#### [WHAT TO PRODUCE]
Lay out the lines from the one containing "Would you kindly indicate the bush" through the one containing "column 300, row 450", inclusive, as a numbered list with blank lines omitted.

#### [PROVIDED MATERIAL]
++++++++++++++++++++
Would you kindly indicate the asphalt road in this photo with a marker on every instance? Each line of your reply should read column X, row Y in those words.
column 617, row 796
++++++++++++++++++++
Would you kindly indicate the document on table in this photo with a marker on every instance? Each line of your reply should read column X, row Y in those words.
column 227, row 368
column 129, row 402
++++++++++++++++++++
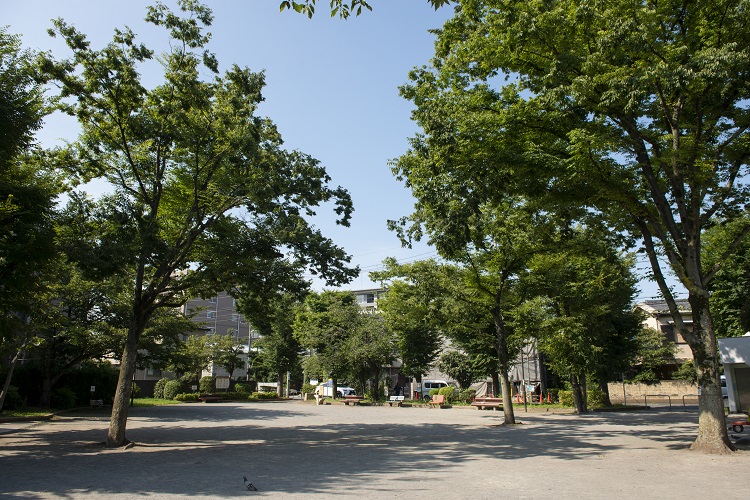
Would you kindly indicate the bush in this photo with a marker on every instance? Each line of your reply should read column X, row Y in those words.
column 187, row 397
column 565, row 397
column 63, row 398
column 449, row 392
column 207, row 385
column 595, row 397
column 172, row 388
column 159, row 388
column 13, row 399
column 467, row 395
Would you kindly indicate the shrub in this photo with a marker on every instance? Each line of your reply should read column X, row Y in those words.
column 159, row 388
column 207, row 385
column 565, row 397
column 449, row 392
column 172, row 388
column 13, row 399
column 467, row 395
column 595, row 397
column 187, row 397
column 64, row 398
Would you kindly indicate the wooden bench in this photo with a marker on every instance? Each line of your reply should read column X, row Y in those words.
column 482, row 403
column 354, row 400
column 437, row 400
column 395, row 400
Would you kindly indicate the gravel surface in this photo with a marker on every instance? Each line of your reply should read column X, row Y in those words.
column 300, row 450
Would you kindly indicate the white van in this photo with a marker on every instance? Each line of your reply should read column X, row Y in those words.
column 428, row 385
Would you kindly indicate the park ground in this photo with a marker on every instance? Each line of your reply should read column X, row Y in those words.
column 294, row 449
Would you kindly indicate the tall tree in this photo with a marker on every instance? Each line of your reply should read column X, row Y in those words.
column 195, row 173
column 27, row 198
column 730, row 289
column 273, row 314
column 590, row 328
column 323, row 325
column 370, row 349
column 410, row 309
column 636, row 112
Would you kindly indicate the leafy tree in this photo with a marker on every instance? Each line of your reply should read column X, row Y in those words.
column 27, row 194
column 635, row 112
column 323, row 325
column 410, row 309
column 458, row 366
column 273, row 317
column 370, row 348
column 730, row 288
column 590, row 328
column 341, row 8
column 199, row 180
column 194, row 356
++++++++++++++++++++
#### [TASK RESPONSE]
1. Would you kindly indicate the bush in this photo with a marker on every instance? Each line of your reply should read column X, row Y in those words.
2. column 187, row 397
3. column 565, row 397
4. column 63, row 398
5. column 449, row 392
6. column 207, row 385
7. column 595, row 397
8. column 172, row 388
9. column 159, row 388
10. column 13, row 399
11. column 467, row 395
12. Would you kindly indicate the shrub in this photo with a marker on every instance? Each line of your reply should read column X, row Y in those words.
13. column 159, row 388
14. column 207, row 385
15. column 565, row 397
16. column 449, row 392
17. column 172, row 388
18. column 13, row 399
19. column 467, row 395
20. column 595, row 397
21. column 187, row 397
22. column 64, row 398
23. Would you kindly indicate the wooden bench in this photo with a marker on every instance? Each line of your reply should read column X, row Y in those words.
24. column 482, row 403
25. column 354, row 400
26. column 437, row 400
27. column 395, row 400
28. Would you kindly indicate the gravel surface in this photo with a marker on every instance? Each line of your reply should read column X, row Y in those words.
29. column 300, row 450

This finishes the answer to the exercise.